## [DOCUMENT]
THE LEGISLATION ON VIDEO SURVEILLANCE IN ALBANIA
Video surveillance is an important tool in protecting life and property, as well as in preventing, detecting and combating crime. The need for video surveillance appears both in terms of private security (protection of life and property by citizens themselves) and public security, as camera surveillance systems facilitate the process of crime prevention and control. In this sense, these systems are a great help for individuals, for the creation of their sense of security, as well as for the well-being of public institutions, which have the function of maintaining and guaranteeing public safety.
Traditionally, when we talk about the impact of legislation on video surveillance, we have had in mind issues related to the protection of personal data. In this context, Law no. 9887, dated 10.3.2008, “On the protection of personal data” is very important.
Law on Personal Data Protection
This law defines the data that is called personal, as well as the obligations of the subjects that collect, process and store this data. For the purposes of this law, the data collected by camera surveillance systems: such as faces, locations, movements of persons, etc., are personal data and, as such, enjoy special legal protection. To detail the legal obligations, the Commissioner for the Right to Information and Personal Data Protection has approved instruction no. 3, dated 05/03/2010 “On the processing of personal data with the video surveillance system in buildings and other facilities” and, further, in its implementation, has approved a more detailed guide that applies in the field of video surveillance.

## [REQUEST 1]
Could you reproduce, word for word, the entry lines beginning with the line that contains "the tree, farthest" and going on through the line that contains "Query: tree", with both of those lines included?

## [TASK DATA]
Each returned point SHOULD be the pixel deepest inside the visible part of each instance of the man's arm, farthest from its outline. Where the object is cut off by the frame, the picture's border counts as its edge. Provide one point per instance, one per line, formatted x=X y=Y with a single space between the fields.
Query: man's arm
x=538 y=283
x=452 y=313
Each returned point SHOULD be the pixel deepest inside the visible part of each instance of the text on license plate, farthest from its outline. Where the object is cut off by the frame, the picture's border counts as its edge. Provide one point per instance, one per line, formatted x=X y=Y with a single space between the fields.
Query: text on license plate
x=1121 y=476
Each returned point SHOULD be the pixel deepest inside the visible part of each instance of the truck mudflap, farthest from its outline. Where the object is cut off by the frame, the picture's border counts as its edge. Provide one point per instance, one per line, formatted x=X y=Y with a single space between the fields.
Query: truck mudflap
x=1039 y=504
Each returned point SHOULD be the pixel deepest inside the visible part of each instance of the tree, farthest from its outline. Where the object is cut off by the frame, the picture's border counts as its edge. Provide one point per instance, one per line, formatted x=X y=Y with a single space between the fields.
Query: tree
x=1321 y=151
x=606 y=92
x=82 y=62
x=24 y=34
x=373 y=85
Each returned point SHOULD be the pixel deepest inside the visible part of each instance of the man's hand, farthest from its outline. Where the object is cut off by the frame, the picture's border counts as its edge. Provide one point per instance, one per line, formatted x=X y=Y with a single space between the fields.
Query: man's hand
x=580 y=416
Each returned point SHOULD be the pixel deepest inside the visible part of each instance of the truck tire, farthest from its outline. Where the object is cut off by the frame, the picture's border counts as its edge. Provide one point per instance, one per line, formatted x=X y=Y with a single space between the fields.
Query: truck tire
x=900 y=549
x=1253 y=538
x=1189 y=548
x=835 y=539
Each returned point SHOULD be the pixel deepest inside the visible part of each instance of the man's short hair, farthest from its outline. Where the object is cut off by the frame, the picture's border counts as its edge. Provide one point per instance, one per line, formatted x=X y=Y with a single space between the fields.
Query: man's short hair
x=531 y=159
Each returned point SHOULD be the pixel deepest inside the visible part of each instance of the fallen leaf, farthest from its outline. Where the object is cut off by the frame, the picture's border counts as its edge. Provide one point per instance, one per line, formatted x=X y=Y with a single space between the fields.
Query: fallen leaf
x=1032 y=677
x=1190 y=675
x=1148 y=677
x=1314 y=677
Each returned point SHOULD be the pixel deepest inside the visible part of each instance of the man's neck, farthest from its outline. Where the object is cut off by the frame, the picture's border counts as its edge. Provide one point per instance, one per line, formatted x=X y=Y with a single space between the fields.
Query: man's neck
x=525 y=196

## [REQUEST 2]
Could you carry on the piece on Albania's video surveillance legislation from the point where it stops?

## [TASK ANSWER 1]
Each returned point SHOULD be the pixel deepest inside the visible part of each instance of the tree, farthest from its outline. Where the object is cut off by the frame, the picture's border counts as its edge. Provide one point per instance, one per line, formatted x=X y=Y with a single space between the fields.
Query: tree

## [TASK ANSWER 2]
This Guide contains general recommendations aimed at orienting different controllers (public or private) in the design and use of video surveillance systems, and CCTV «closed-circuit television» systems.
The guide is addressed to the persons who have decided to install CCTV systems and who are responsible for their operation, as well as to other suppliers or contractors involved in the installation and operation of CCTVs.
This Guide includes rules on the use of CCTV and other systems which capture images of identifiable individuals and information about individuals for any of the following purposes:
- To see what an individual is doing, (for example monitoring them in a store or walking down the street).
- Using an individual’s images in some way will affect their privacy (for example, transferring images to a television company).
- Potentially to take some action regarding an individual, (for example submitting footage to the police to investigate a criminal offence).
According to the guide, the data stored in the video surveillance system, images or sounds, are personal data provided that an individual can be identified directly or indirectly on the basis of these recordings. An individual is identifiable if the image in which he is recorded reveals his distinguishing marks such as face, etc., and enables his full identification when these characteristics are compared with other available data. Also, the rules of this guide apply even if the images are not recorded. This is because data security and respect for privacy can be compromised even if the images are not recorded and if they are transferred directly to another destination via an internal network. There is a possibility that these images may be intercepted by pirates or simply used for other illegal purposes by the persons receiving this data.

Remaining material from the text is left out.